### [AIM OF THE EXERCISE]
All lines in the entries below that hold "given" make up the answer.

Data excerpts:
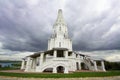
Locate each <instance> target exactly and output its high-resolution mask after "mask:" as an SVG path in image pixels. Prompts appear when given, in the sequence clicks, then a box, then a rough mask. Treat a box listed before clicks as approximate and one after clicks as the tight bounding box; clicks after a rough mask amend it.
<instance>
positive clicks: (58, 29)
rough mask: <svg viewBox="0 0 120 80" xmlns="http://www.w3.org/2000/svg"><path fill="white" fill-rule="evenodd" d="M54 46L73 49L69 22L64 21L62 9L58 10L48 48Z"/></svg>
mask: <svg viewBox="0 0 120 80" xmlns="http://www.w3.org/2000/svg"><path fill="white" fill-rule="evenodd" d="M53 48H67V49H68V50H69V51H72V41H71V40H70V38H69V36H68V29H67V24H66V23H65V21H64V18H63V15H62V10H61V9H59V10H58V16H57V19H56V22H55V24H54V25H53V34H52V36H51V38H50V39H49V40H48V50H51V49H53Z"/></svg>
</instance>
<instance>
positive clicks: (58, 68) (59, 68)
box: [57, 66, 65, 73]
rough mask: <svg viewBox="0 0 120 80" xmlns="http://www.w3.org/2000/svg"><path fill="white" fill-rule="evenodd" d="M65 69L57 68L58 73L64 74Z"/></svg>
mask: <svg viewBox="0 0 120 80" xmlns="http://www.w3.org/2000/svg"><path fill="white" fill-rule="evenodd" d="M64 70H65V68H64V67H63V66H58V67H57V73H64Z"/></svg>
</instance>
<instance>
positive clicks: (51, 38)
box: [21, 9, 105, 73]
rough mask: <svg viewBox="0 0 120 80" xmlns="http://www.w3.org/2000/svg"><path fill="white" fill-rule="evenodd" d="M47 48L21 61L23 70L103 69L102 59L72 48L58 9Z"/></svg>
mask: <svg viewBox="0 0 120 80" xmlns="http://www.w3.org/2000/svg"><path fill="white" fill-rule="evenodd" d="M53 31H54V33H53V34H52V36H51V38H50V39H49V40H48V50H46V51H43V52H36V53H34V54H33V55H30V56H27V57H26V58H24V59H23V61H22V66H21V69H22V70H24V71H25V72H52V73H69V72H71V71H72V72H73V71H77V70H91V71H105V66H104V60H102V59H93V58H91V57H90V56H87V55H83V54H81V53H79V52H77V51H73V50H72V40H71V39H70V38H69V36H68V28H67V24H66V23H65V21H64V18H63V15H62V10H61V9H59V11H58V16H57V20H56V22H55V24H54V25H53Z"/></svg>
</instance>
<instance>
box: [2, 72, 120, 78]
mask: <svg viewBox="0 0 120 80" xmlns="http://www.w3.org/2000/svg"><path fill="white" fill-rule="evenodd" d="M0 76H11V77H25V78H33V77H34V78H79V77H105V76H106V77H107V76H120V71H108V72H74V73H70V74H50V73H9V72H0Z"/></svg>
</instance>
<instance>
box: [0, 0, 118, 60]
mask: <svg viewBox="0 0 120 80" xmlns="http://www.w3.org/2000/svg"><path fill="white" fill-rule="evenodd" d="M58 9H62V10H63V15H64V18H65V21H66V23H67V25H68V30H69V35H70V37H71V39H72V41H73V49H74V50H76V51H81V52H83V54H88V55H91V56H98V57H102V58H104V59H106V60H109V61H120V0H74V1H73V0H0V59H20V58H21V57H24V56H26V55H29V54H32V53H33V52H36V51H43V50H47V40H48V39H49V38H50V35H51V34H52V28H53V24H54V22H55V20H56V17H57V11H58Z"/></svg>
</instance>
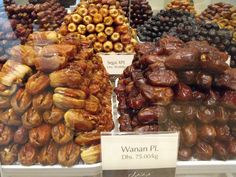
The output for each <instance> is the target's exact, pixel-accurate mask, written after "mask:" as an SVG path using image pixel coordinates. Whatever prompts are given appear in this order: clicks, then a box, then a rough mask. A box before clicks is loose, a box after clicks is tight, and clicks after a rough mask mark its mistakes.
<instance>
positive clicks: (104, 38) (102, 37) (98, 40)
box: [97, 32, 107, 43]
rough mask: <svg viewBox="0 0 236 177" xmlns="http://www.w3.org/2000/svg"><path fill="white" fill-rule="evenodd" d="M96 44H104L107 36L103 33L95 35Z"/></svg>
mask: <svg viewBox="0 0 236 177" xmlns="http://www.w3.org/2000/svg"><path fill="white" fill-rule="evenodd" d="M97 40H98V42H101V43H104V42H106V41H107V35H106V34H105V33H104V32H100V33H98V35H97Z"/></svg>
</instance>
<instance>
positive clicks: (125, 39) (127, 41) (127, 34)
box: [120, 34, 131, 45]
mask: <svg viewBox="0 0 236 177" xmlns="http://www.w3.org/2000/svg"><path fill="white" fill-rule="evenodd" d="M120 40H121V42H122V44H127V45H128V44H130V43H131V36H130V34H122V35H121V36H120Z"/></svg>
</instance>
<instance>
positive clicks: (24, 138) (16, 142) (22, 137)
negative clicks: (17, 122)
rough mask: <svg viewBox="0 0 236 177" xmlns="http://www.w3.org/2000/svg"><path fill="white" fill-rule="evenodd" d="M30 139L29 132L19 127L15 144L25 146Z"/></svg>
mask: <svg viewBox="0 0 236 177" xmlns="http://www.w3.org/2000/svg"><path fill="white" fill-rule="evenodd" d="M28 139H29V137H28V130H27V129H26V128H25V127H23V126H22V127H19V128H18V129H17V130H16V132H15V134H14V143H16V144H25V143H26V142H27V141H28Z"/></svg>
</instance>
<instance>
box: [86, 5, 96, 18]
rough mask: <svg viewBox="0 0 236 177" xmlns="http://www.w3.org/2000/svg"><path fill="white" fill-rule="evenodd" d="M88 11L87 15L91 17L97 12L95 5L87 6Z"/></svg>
mask: <svg viewBox="0 0 236 177" xmlns="http://www.w3.org/2000/svg"><path fill="white" fill-rule="evenodd" d="M88 13H89V15H91V16H92V17H93V16H94V15H95V14H97V13H98V9H97V8H96V7H89V9H88Z"/></svg>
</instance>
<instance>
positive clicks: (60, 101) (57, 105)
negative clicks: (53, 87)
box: [53, 87, 86, 109]
mask: <svg viewBox="0 0 236 177" xmlns="http://www.w3.org/2000/svg"><path fill="white" fill-rule="evenodd" d="M85 98H86V93H85V92H83V91H82V90H79V89H69V88H63V87H58V88H56V89H55V91H54V95H53V102H54V104H55V105H56V106H57V107H59V108H61V109H73V108H74V109H82V108H83V107H84V106H85Z"/></svg>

### [EXERCISE RESPONSE]
Locate each <instance> target exactly and output its high-resolution mask after "mask:" as an SVG path in image pixels. Prompts appear when given, in the sequence clicks, then a box, then a rough mask. Treat a box listed before clicks as approximate and one after clicks as the tight bounding box; clicks after a rough mask amend it.
The output for each <instance> is the target's exact, pixel-accurate mask, written after "mask:" as an SVG path using image pixel coordinates. Whatever prompts are given appear in this order: clicks, then a box, then a rough mask. A box before clicks is loose, a box after clicks is tight, and clicks after a rough mask mark its mistakes.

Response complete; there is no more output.